* [What the task requires]
Go through the records below and copy out every line holding "textured".

* [Working data]

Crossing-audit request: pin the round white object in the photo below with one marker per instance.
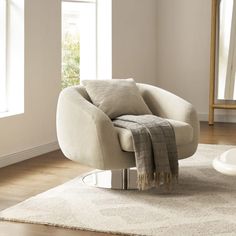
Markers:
(226, 162)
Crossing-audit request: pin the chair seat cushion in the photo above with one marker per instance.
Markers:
(183, 135)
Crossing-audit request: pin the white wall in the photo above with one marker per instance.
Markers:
(36, 127)
(183, 49)
(134, 35)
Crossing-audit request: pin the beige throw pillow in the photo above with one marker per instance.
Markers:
(116, 97)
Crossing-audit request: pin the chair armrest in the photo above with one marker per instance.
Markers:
(85, 133)
(167, 105)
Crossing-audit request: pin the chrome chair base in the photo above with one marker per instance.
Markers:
(112, 179)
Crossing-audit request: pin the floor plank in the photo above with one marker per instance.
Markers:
(23, 180)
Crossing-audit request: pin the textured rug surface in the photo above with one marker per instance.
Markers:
(203, 203)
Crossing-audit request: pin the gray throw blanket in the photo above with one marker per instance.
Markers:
(155, 149)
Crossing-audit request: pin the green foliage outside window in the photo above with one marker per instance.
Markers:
(70, 60)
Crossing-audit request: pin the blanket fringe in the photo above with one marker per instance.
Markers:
(146, 181)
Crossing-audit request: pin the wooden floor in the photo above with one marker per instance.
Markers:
(23, 180)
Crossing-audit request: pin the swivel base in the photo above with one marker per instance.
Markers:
(112, 179)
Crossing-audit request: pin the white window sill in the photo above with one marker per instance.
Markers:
(10, 113)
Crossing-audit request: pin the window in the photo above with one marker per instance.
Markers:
(3, 40)
(227, 50)
(79, 51)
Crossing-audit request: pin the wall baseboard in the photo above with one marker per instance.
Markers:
(27, 154)
(231, 118)
(45, 148)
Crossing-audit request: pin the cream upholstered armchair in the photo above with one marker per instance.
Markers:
(87, 135)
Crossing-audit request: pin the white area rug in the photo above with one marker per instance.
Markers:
(203, 203)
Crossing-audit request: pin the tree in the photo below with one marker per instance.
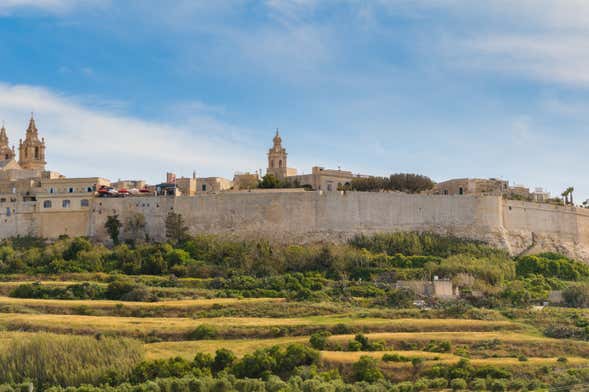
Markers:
(136, 226)
(113, 227)
(270, 181)
(366, 369)
(568, 195)
(410, 183)
(176, 230)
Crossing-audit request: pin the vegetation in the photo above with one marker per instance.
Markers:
(113, 228)
(208, 313)
(47, 359)
(401, 182)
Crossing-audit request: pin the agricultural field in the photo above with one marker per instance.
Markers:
(289, 331)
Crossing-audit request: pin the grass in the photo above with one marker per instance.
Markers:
(434, 358)
(187, 349)
(233, 327)
(107, 304)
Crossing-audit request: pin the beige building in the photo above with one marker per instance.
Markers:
(319, 179)
(245, 181)
(471, 186)
(277, 160)
(187, 185)
(322, 179)
(129, 184)
(213, 184)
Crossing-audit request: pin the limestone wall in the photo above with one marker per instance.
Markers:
(312, 216)
(328, 216)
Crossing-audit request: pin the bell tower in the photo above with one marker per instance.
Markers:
(277, 158)
(6, 153)
(31, 151)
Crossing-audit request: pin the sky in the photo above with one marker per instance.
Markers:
(445, 88)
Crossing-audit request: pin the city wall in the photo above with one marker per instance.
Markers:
(332, 216)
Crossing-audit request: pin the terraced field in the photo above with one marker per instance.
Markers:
(499, 342)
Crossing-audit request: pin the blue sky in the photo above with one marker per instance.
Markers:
(447, 88)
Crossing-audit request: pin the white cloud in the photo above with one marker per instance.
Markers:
(548, 57)
(53, 6)
(82, 141)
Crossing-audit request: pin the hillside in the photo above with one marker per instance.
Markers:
(212, 314)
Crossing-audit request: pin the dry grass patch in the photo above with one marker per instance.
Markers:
(104, 304)
(187, 349)
(238, 327)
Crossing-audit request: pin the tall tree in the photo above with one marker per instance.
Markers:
(136, 226)
(176, 230)
(113, 227)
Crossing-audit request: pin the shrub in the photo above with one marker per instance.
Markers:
(395, 358)
(223, 359)
(319, 340)
(576, 296)
(49, 359)
(203, 332)
(366, 369)
(458, 384)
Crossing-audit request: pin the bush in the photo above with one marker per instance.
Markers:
(48, 359)
(223, 359)
(458, 384)
(366, 369)
(395, 358)
(319, 340)
(576, 296)
(203, 332)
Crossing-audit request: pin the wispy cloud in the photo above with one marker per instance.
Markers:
(94, 142)
(53, 6)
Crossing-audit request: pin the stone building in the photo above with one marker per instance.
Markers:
(277, 160)
(319, 179)
(213, 184)
(471, 186)
(244, 181)
(31, 151)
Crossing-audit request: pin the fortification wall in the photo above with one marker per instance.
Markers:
(536, 227)
(17, 219)
(312, 216)
(330, 216)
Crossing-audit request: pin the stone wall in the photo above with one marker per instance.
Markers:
(311, 216)
(331, 216)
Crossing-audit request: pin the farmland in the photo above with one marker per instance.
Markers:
(287, 328)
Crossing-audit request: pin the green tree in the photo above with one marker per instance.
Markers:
(113, 227)
(366, 369)
(270, 181)
(176, 229)
(136, 226)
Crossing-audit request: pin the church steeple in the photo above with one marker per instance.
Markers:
(277, 158)
(6, 153)
(31, 151)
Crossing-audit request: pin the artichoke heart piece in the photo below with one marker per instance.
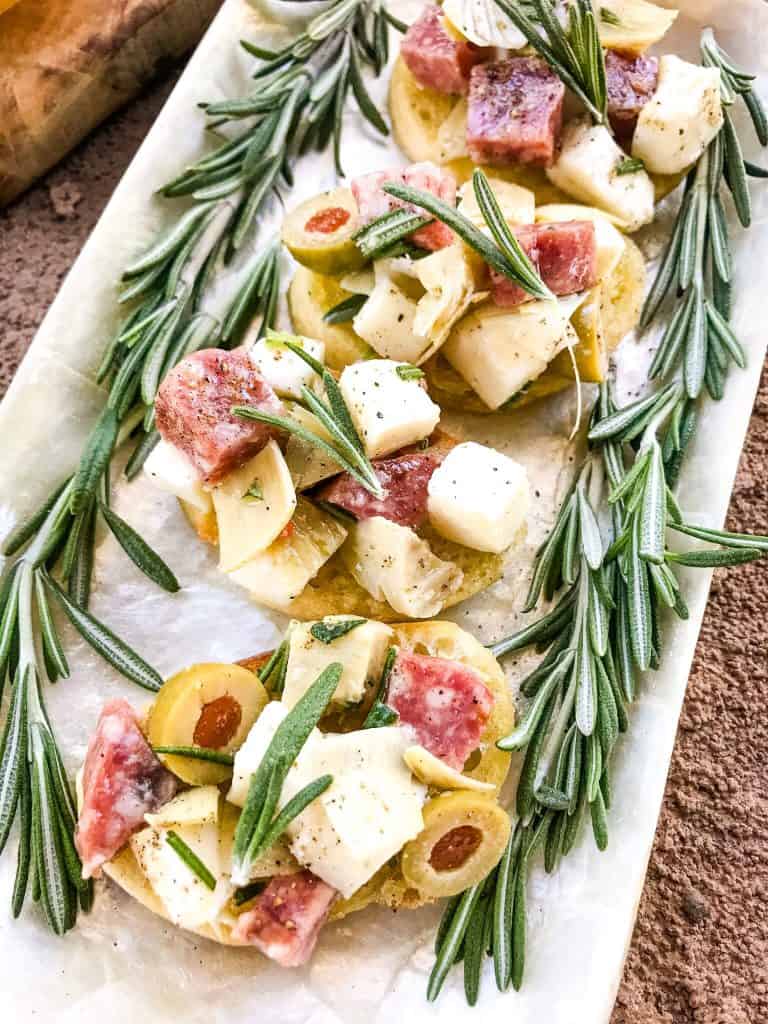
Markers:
(393, 564)
(253, 505)
(632, 25)
(463, 839)
(320, 232)
(499, 351)
(276, 576)
(210, 705)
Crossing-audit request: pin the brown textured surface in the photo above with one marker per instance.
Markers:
(700, 944)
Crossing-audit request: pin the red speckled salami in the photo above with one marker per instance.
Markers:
(122, 781)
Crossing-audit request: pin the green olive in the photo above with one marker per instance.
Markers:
(320, 232)
(463, 839)
(209, 705)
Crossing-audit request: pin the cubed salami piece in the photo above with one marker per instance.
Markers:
(515, 113)
(373, 202)
(445, 702)
(632, 80)
(404, 478)
(437, 59)
(122, 781)
(285, 922)
(193, 410)
(563, 252)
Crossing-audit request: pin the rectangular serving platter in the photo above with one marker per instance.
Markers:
(121, 964)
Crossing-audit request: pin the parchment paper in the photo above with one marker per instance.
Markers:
(122, 964)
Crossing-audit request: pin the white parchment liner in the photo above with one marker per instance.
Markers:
(122, 964)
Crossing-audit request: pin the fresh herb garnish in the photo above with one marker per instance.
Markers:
(346, 448)
(609, 17)
(380, 238)
(189, 857)
(503, 254)
(345, 310)
(199, 753)
(381, 714)
(612, 584)
(574, 53)
(409, 373)
(257, 827)
(632, 165)
(328, 632)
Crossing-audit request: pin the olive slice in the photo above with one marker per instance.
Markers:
(463, 839)
(208, 705)
(320, 232)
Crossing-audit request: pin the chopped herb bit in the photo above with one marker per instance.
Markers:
(255, 492)
(609, 17)
(630, 166)
(190, 858)
(328, 632)
(409, 373)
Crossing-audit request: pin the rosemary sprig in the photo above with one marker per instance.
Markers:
(697, 265)
(504, 253)
(258, 826)
(189, 857)
(608, 568)
(346, 448)
(573, 52)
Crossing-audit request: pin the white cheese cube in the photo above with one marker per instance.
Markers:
(499, 351)
(388, 412)
(393, 564)
(253, 506)
(370, 811)
(361, 651)
(681, 119)
(169, 469)
(199, 806)
(284, 370)
(478, 498)
(587, 167)
(186, 899)
(276, 576)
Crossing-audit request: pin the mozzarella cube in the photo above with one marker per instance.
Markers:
(369, 812)
(361, 651)
(169, 469)
(393, 564)
(253, 506)
(248, 758)
(499, 351)
(388, 412)
(188, 902)
(587, 167)
(284, 370)
(478, 498)
(276, 576)
(681, 119)
(195, 807)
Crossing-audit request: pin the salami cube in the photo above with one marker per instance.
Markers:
(194, 406)
(632, 80)
(563, 252)
(404, 478)
(515, 113)
(122, 781)
(373, 202)
(444, 702)
(285, 921)
(437, 59)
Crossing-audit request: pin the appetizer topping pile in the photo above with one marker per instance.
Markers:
(346, 781)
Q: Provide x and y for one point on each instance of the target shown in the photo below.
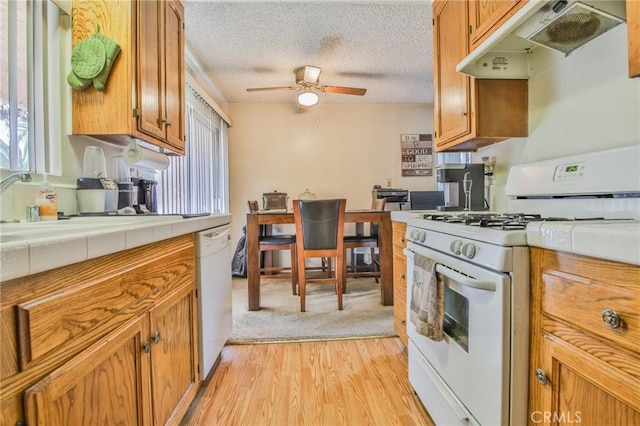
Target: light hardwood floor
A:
(338, 382)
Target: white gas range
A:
(478, 373)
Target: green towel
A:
(112, 49)
(91, 62)
(89, 57)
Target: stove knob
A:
(455, 246)
(468, 250)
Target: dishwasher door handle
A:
(213, 240)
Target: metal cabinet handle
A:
(541, 376)
(611, 318)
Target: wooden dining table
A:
(278, 217)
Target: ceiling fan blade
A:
(264, 89)
(344, 90)
(311, 74)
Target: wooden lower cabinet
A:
(111, 340)
(107, 384)
(585, 369)
(174, 364)
(400, 281)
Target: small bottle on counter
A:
(47, 200)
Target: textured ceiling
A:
(385, 47)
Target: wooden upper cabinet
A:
(451, 89)
(470, 113)
(144, 96)
(485, 16)
(633, 35)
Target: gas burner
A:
(498, 221)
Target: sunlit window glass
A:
(14, 113)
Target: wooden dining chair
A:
(320, 232)
(362, 239)
(269, 243)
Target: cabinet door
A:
(174, 73)
(174, 361)
(451, 89)
(106, 384)
(486, 16)
(584, 390)
(150, 51)
(399, 281)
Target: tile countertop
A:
(27, 249)
(610, 240)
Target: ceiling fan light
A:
(307, 98)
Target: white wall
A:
(333, 150)
(580, 103)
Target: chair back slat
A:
(320, 220)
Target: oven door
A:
(472, 361)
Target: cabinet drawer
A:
(84, 312)
(582, 303)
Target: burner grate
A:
(499, 221)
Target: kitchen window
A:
(198, 182)
(31, 52)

* [Exercise output]
Crossing-audit request: pin the textured rug surface in the photo above with one marker per instance.
Crossing-audit request: pin the brown textured surface in the photo above with one marker per instance.
Target: textured ceiling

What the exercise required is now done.